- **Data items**
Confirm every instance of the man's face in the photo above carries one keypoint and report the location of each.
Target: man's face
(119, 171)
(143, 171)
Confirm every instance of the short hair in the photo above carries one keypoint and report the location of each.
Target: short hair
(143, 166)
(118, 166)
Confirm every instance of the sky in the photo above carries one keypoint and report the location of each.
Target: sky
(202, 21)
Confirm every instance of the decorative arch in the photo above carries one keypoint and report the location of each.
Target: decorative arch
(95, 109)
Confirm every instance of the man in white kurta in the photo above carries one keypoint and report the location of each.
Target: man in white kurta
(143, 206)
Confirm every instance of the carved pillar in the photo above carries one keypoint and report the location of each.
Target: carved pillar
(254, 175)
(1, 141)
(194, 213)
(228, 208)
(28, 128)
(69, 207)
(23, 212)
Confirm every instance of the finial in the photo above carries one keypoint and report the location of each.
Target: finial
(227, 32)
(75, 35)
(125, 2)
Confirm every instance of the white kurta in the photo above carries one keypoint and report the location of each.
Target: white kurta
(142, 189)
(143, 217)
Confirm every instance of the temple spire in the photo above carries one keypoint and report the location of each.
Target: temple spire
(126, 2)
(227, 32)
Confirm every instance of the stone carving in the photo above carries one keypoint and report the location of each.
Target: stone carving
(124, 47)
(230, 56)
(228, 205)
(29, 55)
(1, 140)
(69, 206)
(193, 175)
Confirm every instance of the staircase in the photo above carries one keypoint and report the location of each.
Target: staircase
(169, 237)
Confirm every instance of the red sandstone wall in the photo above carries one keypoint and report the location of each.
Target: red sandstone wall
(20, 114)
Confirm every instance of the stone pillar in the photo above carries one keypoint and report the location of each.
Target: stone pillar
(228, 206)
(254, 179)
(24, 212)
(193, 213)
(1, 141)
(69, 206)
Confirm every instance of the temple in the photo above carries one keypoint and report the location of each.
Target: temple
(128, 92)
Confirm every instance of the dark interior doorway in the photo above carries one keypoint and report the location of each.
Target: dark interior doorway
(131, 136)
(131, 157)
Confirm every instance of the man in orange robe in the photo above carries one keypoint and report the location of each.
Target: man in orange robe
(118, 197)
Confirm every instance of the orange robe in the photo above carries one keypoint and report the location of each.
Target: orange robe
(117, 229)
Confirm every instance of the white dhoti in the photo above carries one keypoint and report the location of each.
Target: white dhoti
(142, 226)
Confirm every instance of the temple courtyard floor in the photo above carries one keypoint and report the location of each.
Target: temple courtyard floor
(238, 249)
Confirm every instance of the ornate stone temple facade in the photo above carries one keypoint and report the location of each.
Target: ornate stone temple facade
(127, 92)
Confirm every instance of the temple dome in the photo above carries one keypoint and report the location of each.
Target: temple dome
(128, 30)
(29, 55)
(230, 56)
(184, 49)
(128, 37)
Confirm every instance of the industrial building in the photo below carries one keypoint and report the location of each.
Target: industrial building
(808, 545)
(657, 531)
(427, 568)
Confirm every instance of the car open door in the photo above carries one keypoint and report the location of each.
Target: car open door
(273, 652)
==
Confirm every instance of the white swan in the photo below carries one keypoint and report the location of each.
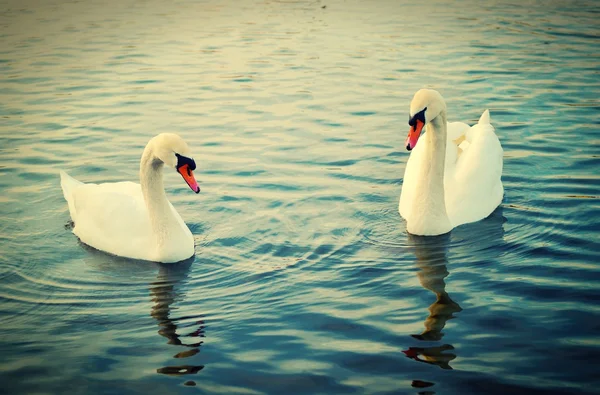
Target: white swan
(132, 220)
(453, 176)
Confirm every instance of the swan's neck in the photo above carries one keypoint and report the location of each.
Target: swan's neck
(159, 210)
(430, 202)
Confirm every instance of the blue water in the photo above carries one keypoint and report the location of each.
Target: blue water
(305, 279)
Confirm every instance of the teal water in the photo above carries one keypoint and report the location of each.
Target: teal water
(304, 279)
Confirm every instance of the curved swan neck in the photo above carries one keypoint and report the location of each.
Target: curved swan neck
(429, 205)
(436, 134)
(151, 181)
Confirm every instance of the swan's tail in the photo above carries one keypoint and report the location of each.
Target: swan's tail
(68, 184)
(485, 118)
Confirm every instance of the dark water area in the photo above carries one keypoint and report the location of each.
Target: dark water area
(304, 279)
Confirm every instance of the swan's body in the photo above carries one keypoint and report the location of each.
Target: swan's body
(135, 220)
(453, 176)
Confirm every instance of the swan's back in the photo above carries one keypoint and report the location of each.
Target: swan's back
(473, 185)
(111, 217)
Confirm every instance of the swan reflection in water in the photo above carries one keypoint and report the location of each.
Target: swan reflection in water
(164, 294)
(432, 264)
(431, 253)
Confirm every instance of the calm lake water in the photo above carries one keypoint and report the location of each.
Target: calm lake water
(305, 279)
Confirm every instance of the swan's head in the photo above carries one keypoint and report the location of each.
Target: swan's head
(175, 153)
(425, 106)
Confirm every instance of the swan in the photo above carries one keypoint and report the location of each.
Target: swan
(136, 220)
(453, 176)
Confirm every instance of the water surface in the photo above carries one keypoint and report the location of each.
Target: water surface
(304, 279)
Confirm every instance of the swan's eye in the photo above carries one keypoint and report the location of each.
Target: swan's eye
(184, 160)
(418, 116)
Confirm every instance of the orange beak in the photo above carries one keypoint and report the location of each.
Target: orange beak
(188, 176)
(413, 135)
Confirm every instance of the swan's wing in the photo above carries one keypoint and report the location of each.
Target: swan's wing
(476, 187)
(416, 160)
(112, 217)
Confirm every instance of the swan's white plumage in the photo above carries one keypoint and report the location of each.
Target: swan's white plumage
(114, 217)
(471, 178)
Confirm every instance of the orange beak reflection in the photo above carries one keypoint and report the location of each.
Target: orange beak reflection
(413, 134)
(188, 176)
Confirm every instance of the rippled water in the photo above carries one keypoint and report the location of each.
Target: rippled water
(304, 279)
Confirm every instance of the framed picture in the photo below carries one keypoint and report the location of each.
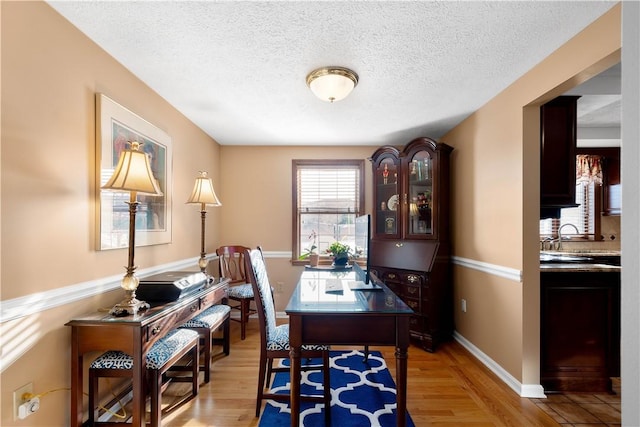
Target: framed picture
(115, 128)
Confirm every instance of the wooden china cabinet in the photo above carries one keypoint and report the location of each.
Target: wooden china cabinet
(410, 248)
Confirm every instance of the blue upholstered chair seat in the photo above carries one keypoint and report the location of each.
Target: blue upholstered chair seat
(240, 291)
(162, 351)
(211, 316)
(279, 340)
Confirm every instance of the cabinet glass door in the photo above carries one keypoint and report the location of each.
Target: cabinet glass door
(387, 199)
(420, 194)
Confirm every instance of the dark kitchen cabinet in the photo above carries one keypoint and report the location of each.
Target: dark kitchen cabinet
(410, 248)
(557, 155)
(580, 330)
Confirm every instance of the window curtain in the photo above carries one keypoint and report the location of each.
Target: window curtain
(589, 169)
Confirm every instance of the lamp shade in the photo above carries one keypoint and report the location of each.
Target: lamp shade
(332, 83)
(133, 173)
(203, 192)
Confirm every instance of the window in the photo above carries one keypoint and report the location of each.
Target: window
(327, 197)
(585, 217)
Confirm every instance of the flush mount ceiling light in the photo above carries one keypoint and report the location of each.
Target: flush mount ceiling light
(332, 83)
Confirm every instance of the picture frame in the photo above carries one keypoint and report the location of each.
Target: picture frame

- **WHAT THE TASK REQUIRES**
Count, in the records above, the lines that include "below", and give the number with nothing added.

- **ANSWER TO THIS PROBLEM**
3